*GIVEN RECORDS*
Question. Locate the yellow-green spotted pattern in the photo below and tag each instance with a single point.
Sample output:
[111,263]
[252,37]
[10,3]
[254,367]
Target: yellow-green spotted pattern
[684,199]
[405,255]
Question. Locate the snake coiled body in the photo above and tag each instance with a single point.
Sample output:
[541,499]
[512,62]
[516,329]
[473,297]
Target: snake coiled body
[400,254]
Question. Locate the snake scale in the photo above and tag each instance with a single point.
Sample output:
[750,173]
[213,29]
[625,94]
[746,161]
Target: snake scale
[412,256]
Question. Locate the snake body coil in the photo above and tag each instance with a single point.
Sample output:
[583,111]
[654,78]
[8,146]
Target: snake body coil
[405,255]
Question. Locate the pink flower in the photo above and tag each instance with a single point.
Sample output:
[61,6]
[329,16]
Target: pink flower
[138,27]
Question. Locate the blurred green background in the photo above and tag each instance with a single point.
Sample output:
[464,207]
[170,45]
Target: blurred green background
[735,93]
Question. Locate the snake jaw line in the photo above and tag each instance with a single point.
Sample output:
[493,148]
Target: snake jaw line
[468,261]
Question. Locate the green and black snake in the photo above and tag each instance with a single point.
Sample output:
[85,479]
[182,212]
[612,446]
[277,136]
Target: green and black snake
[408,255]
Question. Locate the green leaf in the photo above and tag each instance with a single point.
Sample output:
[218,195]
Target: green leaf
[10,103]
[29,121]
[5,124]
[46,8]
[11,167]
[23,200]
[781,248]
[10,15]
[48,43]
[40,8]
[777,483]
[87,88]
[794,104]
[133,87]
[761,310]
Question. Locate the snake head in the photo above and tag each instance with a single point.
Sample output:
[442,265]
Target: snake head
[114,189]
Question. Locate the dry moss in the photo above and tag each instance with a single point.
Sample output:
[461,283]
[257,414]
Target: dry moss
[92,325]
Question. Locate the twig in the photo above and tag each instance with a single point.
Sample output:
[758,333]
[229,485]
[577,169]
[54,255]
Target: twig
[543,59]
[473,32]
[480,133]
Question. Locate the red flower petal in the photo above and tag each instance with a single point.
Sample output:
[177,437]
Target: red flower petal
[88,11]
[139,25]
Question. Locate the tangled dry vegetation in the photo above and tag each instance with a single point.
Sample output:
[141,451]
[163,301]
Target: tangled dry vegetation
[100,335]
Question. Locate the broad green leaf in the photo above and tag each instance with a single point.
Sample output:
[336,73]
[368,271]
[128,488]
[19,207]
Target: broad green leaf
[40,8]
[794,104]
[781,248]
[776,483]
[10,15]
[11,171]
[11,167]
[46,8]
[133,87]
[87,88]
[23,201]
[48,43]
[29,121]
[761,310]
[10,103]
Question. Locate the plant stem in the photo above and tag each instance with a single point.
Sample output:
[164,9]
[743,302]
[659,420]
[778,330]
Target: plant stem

*SHORT EXERCISE*
Please repeat the listing exactly, with nothing left out.

*EXERCISE SOLUTION*
Question. Locate the yellow-green spotted pattern in the photo below and tag each instance with a single point.
Sample output:
[111,263]
[252,37]
[10,3]
[254,367]
Target: yellow-green spotted pattern
[684,199]
[405,255]
Question. Locate the snake coiled body in the photo above and tag each instance with a single point.
Sample output:
[541,499]
[512,62]
[516,329]
[473,297]
Target: snake coiled body
[400,254]
Question. Locate the snake scale in the photo above and tag each instance with a single point.
Sample output:
[750,173]
[213,29]
[625,94]
[746,161]
Target: snake scale
[412,256]
Question. Locate the snake body coil in the photo above and tag each instance with a single point.
Sample output:
[583,111]
[654,78]
[8,146]
Target: snake body coil
[405,255]
Question. Locate the pink flower in the photo above and tag each instance with a single point.
Sample output:
[61,6]
[329,16]
Target: pink flower
[138,27]
Question. Locate the blurred green background in the photo above and tag each instance with a single point.
Sample output:
[464,207]
[170,45]
Target: blurred green background
[735,93]
Question. Locate the snake jaw line in the photo above and tag each instance with a single point.
Sample output:
[493,148]
Target: snake jaw line
[468,261]
Question. Locate the green and black snake in the photo above and tag each instance with a single point.
Sample output:
[85,479]
[182,212]
[612,446]
[277,136]
Target: green and black snake
[408,255]
Question. Locate the green leaf in the photo above and tag each instance with a single point.
Sample output:
[218,195]
Target: green leaf
[10,103]
[29,121]
[5,124]
[46,8]
[11,167]
[23,200]
[781,248]
[10,15]
[48,43]
[40,8]
[777,483]
[87,88]
[794,104]
[133,87]
[761,310]
Question. Locate the snake head in the photo above and tag each instance with a single point.
Sample output:
[442,265]
Target: snake head
[114,189]
Question. Locate the dry moss in the photo above and tag each instance with a single point.
Sample output:
[461,283]
[257,414]
Target: dry moss
[92,325]
Question. Locate the twig in the photo above and tag each instance with a single point.
Sample output:
[758,333]
[229,485]
[577,169]
[54,255]
Target: twig
[543,59]
[473,32]
[480,133]
Question. Locate the red flower petal in the photo above and tag each instance with a single point.
Sample output:
[177,437]
Target: red flower petal
[88,11]
[139,25]
Question. Locate the tangled dry vegetation in the photo above and tag each instance with a single point.
Sample output:
[141,451]
[163,301]
Target: tangled dry vegetation
[100,335]
Question. Locate the broad green leaf in the photo above and tag each instance with a single point.
Sample output:
[336,73]
[368,271]
[128,488]
[19,207]
Target: broad green leaf
[40,8]
[794,104]
[781,248]
[776,483]
[10,15]
[11,171]
[11,167]
[46,8]
[133,87]
[87,88]
[23,201]
[48,43]
[29,121]
[761,310]
[10,103]
Question. Locate the plant stem in the photo above and tag each instance with a single point.
Sample output:
[164,9]
[743,302]
[659,420]
[778,330]
Target: plant stem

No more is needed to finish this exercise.